◆ **Exercise instructions**: In the records below, find the line containing "Indicate every instance of the landing" and restate it and all lines after it exactly, through the last line.

/---

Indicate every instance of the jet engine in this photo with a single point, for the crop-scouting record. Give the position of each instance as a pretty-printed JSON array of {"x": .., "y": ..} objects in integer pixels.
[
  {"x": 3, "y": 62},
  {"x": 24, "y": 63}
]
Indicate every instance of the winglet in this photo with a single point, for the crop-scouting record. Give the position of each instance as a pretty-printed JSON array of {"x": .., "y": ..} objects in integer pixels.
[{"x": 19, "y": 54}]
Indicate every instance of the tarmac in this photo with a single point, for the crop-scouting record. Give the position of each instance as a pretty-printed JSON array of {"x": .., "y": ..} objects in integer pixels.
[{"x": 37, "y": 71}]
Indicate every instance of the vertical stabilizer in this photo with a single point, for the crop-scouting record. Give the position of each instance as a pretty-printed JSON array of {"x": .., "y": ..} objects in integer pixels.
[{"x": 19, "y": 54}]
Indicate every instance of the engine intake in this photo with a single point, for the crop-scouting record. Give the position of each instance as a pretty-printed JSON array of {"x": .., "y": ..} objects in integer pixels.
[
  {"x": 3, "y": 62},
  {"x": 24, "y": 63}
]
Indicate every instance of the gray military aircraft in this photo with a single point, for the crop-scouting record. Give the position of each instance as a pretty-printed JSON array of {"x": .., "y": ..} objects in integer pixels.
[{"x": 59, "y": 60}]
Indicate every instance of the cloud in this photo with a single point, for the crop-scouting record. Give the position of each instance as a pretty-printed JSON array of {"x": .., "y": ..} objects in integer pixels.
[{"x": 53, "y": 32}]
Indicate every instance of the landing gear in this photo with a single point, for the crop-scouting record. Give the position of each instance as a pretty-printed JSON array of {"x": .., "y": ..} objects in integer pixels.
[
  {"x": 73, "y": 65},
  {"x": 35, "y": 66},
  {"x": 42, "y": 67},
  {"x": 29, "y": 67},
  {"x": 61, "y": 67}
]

\---

◆ **Your response**:
Indicate every instance of the landing gear in this photo with a single point, for the crop-scouting record. Give the position of each instance as a pretty-printed JSON array of {"x": .., "y": ..} objects in integer pixels.
[
  {"x": 73, "y": 65},
  {"x": 35, "y": 66},
  {"x": 42, "y": 67},
  {"x": 29, "y": 67},
  {"x": 61, "y": 67}
]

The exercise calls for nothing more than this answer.